**Activity A**
List every item named inside the parentheses in the first paragraph of the reflection on queerness below.
**Activity B**
Answer these questions about the reflection on queerness below, one line each:
(i) What was the writer playing around with at the weekend?
(ii) What two things does the writer compare hooking up with people to?
(iii) Over what span of time has the writer become increasingly certain of having become more asexual?
**Activity C**
Summarize the reflection on queerness below in two sentences.

Partly I think I'm just crap at being queer, like we're supposed to have Radically Fixed an eros that doesn't follow scripts or expectations, doesn't require certain kinds of bodies or to be centered around certain kinds of acts; and so when you don't fit, it shouldn't be disabling, it's a roundabout route to empowerment - how beautiful our experiments are. Rather than looking at where I am now and thinking: well, I have no idea what to do with any of this. I feel like the butt of the unkindness of jokes about how the hets just can't hack (mouths/hands/toys/etc) - which were never good jokes, and always a kind of defensively smug - unkind to the ways that what is important, is important.
I don't feel attractive in the male way; and there's a very real sense in which, "attractive in the trans-butch genderqueer cusp way" is my worst nightmare, something that paradoxically feels worse and further away than drifting along in non-denominational womanhood. & that's a worry that's limited me a Lot; like, playing around with suits at the weekend, I'm definitely able to pull myself together in a way that's desireable to someone - but not in ways that I enjoy. But then I think, maybe some time spent hooking up with people specifically thirsty for where I am in this moment might be good for me - like eating an apple or being good for the dentist.
It's strange, given the popular conception of going on T, but increasingly certain over the past few weeks that I've somehow become more asexual; which doesn't feel like a relief or something resolving, as the bi stuff does, more like - oh heck, more uncertainty, more ways to feel weird in my body and relationships. And I feel like I've lost touch with the small handful of things I knew I liked (without learning new ones), and that doesn't feel like an exciting moment of possibility, more like more opportunities to get passively assaulted a lot; if I can't pilot my own body, there's no hope in a stranger figuring it out.

**Listed entries**
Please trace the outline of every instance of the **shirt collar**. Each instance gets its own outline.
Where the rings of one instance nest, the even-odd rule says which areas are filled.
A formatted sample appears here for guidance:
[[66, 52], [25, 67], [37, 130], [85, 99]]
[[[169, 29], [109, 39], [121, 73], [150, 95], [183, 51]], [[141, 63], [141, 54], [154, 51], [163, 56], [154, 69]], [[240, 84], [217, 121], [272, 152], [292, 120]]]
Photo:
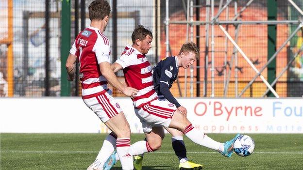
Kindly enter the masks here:
[[96, 30], [96, 31], [101, 31], [99, 30], [99, 29], [98, 29], [98, 28], [97, 28], [96, 27], [91, 27], [91, 26], [89, 26], [89, 27], [88, 27], [88, 28], [91, 29], [91, 30]]
[[177, 67], [177, 69], [179, 70], [179, 62], [178, 61], [178, 57], [177, 57], [177, 56], [175, 56], [175, 60], [176, 60], [176, 67]]

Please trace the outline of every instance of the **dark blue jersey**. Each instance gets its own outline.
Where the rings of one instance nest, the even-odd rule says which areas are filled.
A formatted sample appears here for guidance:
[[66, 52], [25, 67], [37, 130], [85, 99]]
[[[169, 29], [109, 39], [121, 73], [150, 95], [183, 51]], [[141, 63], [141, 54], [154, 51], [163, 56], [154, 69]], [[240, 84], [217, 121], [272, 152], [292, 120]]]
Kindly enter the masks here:
[[181, 106], [169, 91], [172, 83], [178, 77], [179, 67], [176, 57], [162, 59], [153, 69], [152, 78], [154, 89], [158, 97], [165, 97], [178, 108]]

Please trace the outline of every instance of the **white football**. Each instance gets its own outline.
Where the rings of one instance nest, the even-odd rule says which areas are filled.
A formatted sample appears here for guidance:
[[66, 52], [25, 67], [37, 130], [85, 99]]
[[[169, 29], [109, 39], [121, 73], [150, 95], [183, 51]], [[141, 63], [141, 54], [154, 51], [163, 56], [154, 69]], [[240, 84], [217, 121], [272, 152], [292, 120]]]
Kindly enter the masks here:
[[240, 135], [234, 143], [234, 151], [239, 156], [249, 156], [252, 154], [254, 149], [254, 141], [247, 135]]

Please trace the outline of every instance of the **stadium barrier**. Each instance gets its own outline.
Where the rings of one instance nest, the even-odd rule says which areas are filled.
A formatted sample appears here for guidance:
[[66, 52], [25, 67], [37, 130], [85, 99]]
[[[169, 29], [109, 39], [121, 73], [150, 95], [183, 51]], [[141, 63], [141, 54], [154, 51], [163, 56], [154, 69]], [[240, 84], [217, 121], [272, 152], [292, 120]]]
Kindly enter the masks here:
[[[117, 98], [133, 133], [142, 133], [132, 101]], [[303, 133], [303, 99], [179, 99], [198, 130], [216, 133]], [[108, 133], [80, 98], [1, 98], [1, 133]]]

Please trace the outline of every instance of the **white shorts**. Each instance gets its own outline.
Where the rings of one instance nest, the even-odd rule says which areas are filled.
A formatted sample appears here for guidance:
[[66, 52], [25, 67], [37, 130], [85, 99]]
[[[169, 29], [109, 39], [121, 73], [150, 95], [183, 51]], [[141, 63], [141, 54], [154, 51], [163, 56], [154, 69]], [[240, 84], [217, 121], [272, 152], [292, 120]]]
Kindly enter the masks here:
[[135, 112], [142, 124], [143, 132], [150, 132], [153, 126], [168, 127], [177, 108], [166, 99], [157, 99], [135, 108]]
[[86, 106], [93, 110], [103, 123], [122, 111], [120, 105], [110, 94], [111, 91], [102, 92], [86, 96], [82, 99]]

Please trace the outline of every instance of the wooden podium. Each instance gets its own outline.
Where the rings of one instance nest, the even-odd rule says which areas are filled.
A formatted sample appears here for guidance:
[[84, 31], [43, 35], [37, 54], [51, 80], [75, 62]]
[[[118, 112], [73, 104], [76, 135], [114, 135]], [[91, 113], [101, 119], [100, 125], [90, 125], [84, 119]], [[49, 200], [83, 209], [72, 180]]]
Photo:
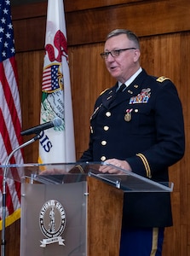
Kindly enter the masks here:
[[9, 166], [6, 178], [21, 183], [20, 256], [118, 256], [124, 193], [173, 189], [112, 165], [123, 173], [102, 174], [101, 165]]

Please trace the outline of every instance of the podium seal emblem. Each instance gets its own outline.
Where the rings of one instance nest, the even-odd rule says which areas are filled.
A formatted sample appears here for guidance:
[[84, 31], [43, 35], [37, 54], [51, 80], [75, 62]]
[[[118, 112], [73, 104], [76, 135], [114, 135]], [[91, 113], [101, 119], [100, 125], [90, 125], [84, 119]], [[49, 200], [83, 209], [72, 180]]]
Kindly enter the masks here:
[[60, 236], [66, 228], [66, 212], [63, 206], [56, 200], [46, 201], [39, 213], [39, 226], [43, 235], [47, 239], [43, 239], [40, 247], [58, 242], [65, 245], [65, 240]]

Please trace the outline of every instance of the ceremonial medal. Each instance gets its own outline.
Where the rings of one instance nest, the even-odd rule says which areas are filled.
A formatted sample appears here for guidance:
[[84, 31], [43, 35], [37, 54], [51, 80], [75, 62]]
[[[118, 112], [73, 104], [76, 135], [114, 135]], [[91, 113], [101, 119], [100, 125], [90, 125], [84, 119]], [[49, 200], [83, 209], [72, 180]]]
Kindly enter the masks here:
[[126, 113], [124, 115], [124, 120], [126, 122], [130, 122], [131, 120], [131, 112], [132, 112], [132, 110], [133, 110], [133, 108], [126, 110]]

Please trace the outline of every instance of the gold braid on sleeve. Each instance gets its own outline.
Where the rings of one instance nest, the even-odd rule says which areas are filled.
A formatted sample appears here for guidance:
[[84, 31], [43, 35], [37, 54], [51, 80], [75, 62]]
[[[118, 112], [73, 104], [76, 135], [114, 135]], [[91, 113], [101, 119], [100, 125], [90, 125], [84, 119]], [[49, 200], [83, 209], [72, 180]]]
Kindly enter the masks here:
[[147, 172], [147, 177], [151, 178], [152, 177], [152, 175], [151, 175], [151, 168], [150, 168], [150, 166], [148, 164], [148, 161], [147, 160], [147, 158], [145, 157], [144, 154], [139, 153], [139, 154], [136, 154], [137, 156], [139, 156], [143, 163], [143, 165], [145, 166], [145, 170]]

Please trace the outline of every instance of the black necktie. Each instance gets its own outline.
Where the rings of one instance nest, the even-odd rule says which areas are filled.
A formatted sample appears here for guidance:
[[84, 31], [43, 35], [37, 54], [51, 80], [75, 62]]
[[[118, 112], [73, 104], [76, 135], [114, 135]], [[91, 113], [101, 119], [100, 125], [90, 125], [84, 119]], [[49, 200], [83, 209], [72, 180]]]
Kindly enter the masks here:
[[121, 86], [119, 87], [117, 93], [123, 92], [123, 90], [126, 88], [126, 85], [124, 84], [122, 84]]

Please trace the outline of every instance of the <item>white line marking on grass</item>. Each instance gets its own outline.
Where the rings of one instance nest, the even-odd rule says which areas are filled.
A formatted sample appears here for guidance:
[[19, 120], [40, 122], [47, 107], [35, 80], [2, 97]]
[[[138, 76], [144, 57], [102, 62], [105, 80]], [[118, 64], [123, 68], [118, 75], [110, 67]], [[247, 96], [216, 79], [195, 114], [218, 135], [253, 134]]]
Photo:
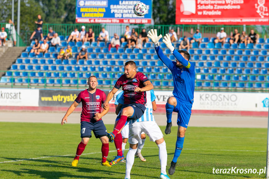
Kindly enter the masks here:
[[[143, 148], [156, 148], [154, 147], [143, 147]], [[172, 148], [166, 148], [166, 149], [172, 149]], [[173, 148], [173, 149], [174, 148]], [[198, 148], [183, 148], [182, 150], [202, 150], [203, 151], [228, 151], [228, 152], [266, 152], [266, 151], [262, 150], [218, 150], [217, 149], [199, 149]]]
[[[125, 149], [125, 150], [128, 150], [129, 149]], [[109, 151], [108, 152], [117, 152], [117, 150], [111, 150]], [[101, 153], [101, 152], [93, 152], [92, 153], [82, 153], [81, 155], [90, 155], [91, 154], [95, 154], [96, 153]], [[46, 156], [46, 157], [37, 157], [37, 158], [26, 158], [25, 159], [21, 159], [20, 160], [10, 160], [9, 161], [4, 161], [4, 162], [0, 162], [0, 163], [8, 163], [8, 162], [20, 162], [21, 161], [24, 161], [25, 160], [36, 160], [36, 159], [40, 159], [41, 158], [50, 158], [50, 157], [66, 157], [67, 156], [71, 156], [72, 155], [75, 155], [74, 154], [70, 154], [68, 155], [53, 155], [52, 156]]]

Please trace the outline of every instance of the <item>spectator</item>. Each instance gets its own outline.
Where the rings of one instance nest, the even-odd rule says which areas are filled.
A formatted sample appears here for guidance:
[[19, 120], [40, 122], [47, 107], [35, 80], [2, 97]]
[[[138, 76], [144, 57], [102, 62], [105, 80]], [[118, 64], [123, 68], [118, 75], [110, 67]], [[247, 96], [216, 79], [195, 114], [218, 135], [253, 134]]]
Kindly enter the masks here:
[[60, 49], [60, 52], [59, 52], [59, 54], [57, 56], [57, 59], [63, 59], [65, 56], [65, 51], [62, 48], [61, 48]]
[[14, 46], [16, 46], [17, 43], [17, 38], [16, 35], [16, 30], [15, 29], [15, 26], [14, 23], [11, 20], [9, 19], [8, 23], [10, 24], [10, 34], [12, 35], [12, 40], [13, 40], [13, 43]]
[[179, 50], [181, 49], [187, 49], [187, 51], [190, 50], [190, 40], [187, 38], [187, 37], [184, 36], [183, 40], [181, 41], [180, 45], [179, 45]]
[[109, 38], [108, 32], [103, 27], [102, 28], [102, 31], [100, 32], [99, 36], [97, 38], [97, 45], [99, 45], [100, 42], [104, 42], [106, 44]]
[[148, 37], [147, 37], [147, 33], [146, 32], [145, 29], [143, 29], [142, 30], [142, 31], [140, 34], [142, 35], [142, 40], [143, 43], [147, 43], [148, 42]]
[[83, 45], [81, 46], [81, 49], [80, 50], [79, 54], [77, 56], [77, 61], [79, 61], [79, 59], [85, 59], [86, 60], [88, 59], [88, 53], [85, 49], [85, 46]]
[[31, 53], [34, 52], [35, 54], [36, 55], [37, 53], [38, 49], [40, 48], [40, 43], [39, 43], [37, 39], [35, 39], [35, 43], [33, 45], [33, 47], [32, 47], [32, 49], [31, 49], [31, 51], [30, 52]]
[[41, 15], [40, 14], [37, 15], [37, 21], [35, 21], [35, 23], [37, 25], [37, 27], [40, 27], [40, 29], [42, 30], [42, 26], [43, 25], [43, 20], [41, 18]]
[[245, 31], [242, 31], [242, 35], [240, 36], [240, 42], [241, 44], [244, 43], [246, 46], [247, 46], [247, 35], [246, 34]]
[[86, 31], [85, 31], [85, 26], [81, 26], [81, 31], [79, 32], [79, 40], [80, 41], [82, 41], [83, 42], [85, 41], [86, 35]]
[[6, 39], [7, 36], [7, 34], [5, 31], [5, 27], [3, 27], [1, 29], [2, 31], [0, 33], [0, 40], [3, 46], [6, 45]]
[[250, 33], [248, 35], [248, 40], [247, 40], [247, 43], [250, 44], [252, 43], [256, 44], [258, 42], [260, 36], [259, 34], [257, 34], [254, 32], [254, 30], [251, 29], [250, 30]]
[[143, 48], [143, 37], [141, 34], [139, 35], [138, 38], [137, 40], [136, 48], [140, 49], [142, 49]]
[[89, 31], [86, 34], [86, 39], [85, 41], [89, 41], [91, 42], [95, 41], [94, 33], [93, 31], [93, 29], [91, 28], [89, 29]]
[[72, 58], [72, 49], [71, 48], [71, 46], [68, 45], [67, 46], [67, 48], [65, 50], [65, 59], [68, 59], [70, 58]]
[[174, 29], [172, 29], [171, 30], [171, 32], [170, 34], [171, 42], [176, 42], [177, 41], [177, 35], [176, 35], [176, 33]]
[[71, 34], [68, 37], [68, 39], [67, 40], [67, 43], [69, 43], [71, 40], [72, 41], [75, 41], [78, 42], [79, 40], [79, 32], [78, 31], [77, 28], [75, 28], [74, 29], [74, 31], [71, 32]]
[[123, 37], [121, 39], [121, 41], [122, 43], [124, 42], [126, 42], [127, 43], [129, 42], [129, 40], [131, 38], [131, 32], [132, 32], [130, 30], [129, 26], [126, 26], [125, 27], [125, 31], [123, 35], [124, 37]]
[[56, 49], [59, 47], [61, 44], [61, 39], [58, 36], [58, 33], [55, 33], [54, 37], [50, 41], [50, 45], [52, 47], [55, 47]]
[[45, 53], [48, 52], [48, 50], [49, 49], [49, 44], [47, 43], [47, 40], [44, 39], [43, 41], [43, 43], [41, 44], [40, 46], [40, 48], [37, 50], [37, 55], [39, 55], [40, 52], [42, 53]]
[[200, 30], [198, 29], [196, 30], [196, 33], [193, 35], [193, 39], [190, 40], [190, 43], [192, 44], [194, 42], [197, 42], [199, 46], [200, 43], [202, 42], [202, 34], [200, 33]]
[[221, 42], [223, 45], [225, 43], [227, 37], [227, 34], [224, 31], [224, 28], [222, 27], [220, 29], [220, 32], [217, 33], [217, 39], [215, 40], [214, 42], [215, 44]]
[[34, 40], [36, 39], [39, 41], [43, 39], [43, 32], [40, 27], [37, 27], [37, 28], [35, 30], [30, 37], [30, 40]]
[[117, 50], [118, 50], [118, 48], [120, 45], [121, 44], [120, 42], [120, 39], [118, 35], [115, 33], [114, 36], [111, 39], [110, 44], [108, 45], [108, 51], [110, 51], [111, 47], [116, 47]]
[[47, 40], [48, 41], [50, 41], [54, 36], [55, 34], [55, 32], [53, 31], [52, 28], [51, 27], [50, 27], [50, 28], [49, 29], [49, 33], [47, 36]]
[[233, 43], [239, 44], [240, 43], [240, 33], [238, 32], [238, 30], [234, 29], [234, 33], [231, 36], [230, 39], [230, 44], [231, 45]]
[[135, 29], [134, 28], [132, 29], [131, 33], [131, 38], [128, 43], [128, 48], [130, 48], [131, 46], [133, 47], [135, 47], [136, 45], [136, 40], [137, 36], [137, 33], [136, 32]]

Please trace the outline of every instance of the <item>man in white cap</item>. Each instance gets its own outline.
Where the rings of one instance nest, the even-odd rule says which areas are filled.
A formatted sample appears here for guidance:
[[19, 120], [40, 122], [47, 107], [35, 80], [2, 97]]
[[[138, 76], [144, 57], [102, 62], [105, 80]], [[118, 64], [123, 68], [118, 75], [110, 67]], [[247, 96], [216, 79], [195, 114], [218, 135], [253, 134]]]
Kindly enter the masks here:
[[224, 31], [224, 28], [222, 27], [220, 31], [217, 33], [217, 39], [215, 40], [214, 42], [215, 44], [220, 42], [223, 45], [225, 43], [227, 37], [227, 34]]
[[85, 46], [84, 45], [81, 46], [81, 49], [79, 53], [79, 54], [77, 56], [77, 61], [79, 61], [79, 59], [85, 59], [87, 60], [88, 59], [88, 53], [85, 48]]
[[81, 26], [81, 31], [79, 32], [79, 40], [82, 41], [82, 42], [86, 41], [86, 31], [85, 31], [85, 26]]

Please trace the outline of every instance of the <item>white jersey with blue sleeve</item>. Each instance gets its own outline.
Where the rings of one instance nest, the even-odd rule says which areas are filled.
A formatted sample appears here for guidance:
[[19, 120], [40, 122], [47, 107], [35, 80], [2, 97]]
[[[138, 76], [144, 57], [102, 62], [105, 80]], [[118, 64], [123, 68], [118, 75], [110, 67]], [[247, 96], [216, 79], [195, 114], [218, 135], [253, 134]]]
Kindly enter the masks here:
[[[154, 91], [151, 90], [150, 91], [146, 92], [147, 98], [147, 103], [145, 106], [146, 107], [146, 110], [144, 114], [140, 118], [135, 120], [132, 119], [130, 121], [130, 123], [133, 123], [135, 122], [142, 122], [143, 121], [155, 121], [154, 116], [152, 114], [153, 109], [152, 109], [152, 102], [154, 101], [156, 98], [156, 96], [154, 94]], [[116, 101], [117, 101], [117, 103]], [[115, 100], [115, 104], [118, 104], [118, 103], [123, 104], [124, 102], [124, 98], [123, 92], [121, 92], [118, 94]], [[117, 103], [117, 104], [116, 104]]]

**Exercise answer A**
mouths, hands, toys (followed by "etc")

**Exercise answer B**
(i) Suits.
(ii) Eating an apple and being good for the dentist.
(iii) The past few weeks.

**Exercise answer C**
The writer feels "crap at being queer," unable to treat not fitting sexual scripts as empowering, and does not feel attractive in ways the writer enjoys, though hooking up with people who want the writer as they are now might help. Over the past few weeks the writer has grown increasingly certain of having become more asexual, which brings more uncertainty rather than relief, along with a sense of having lost touch with the few things the writer knew they liked.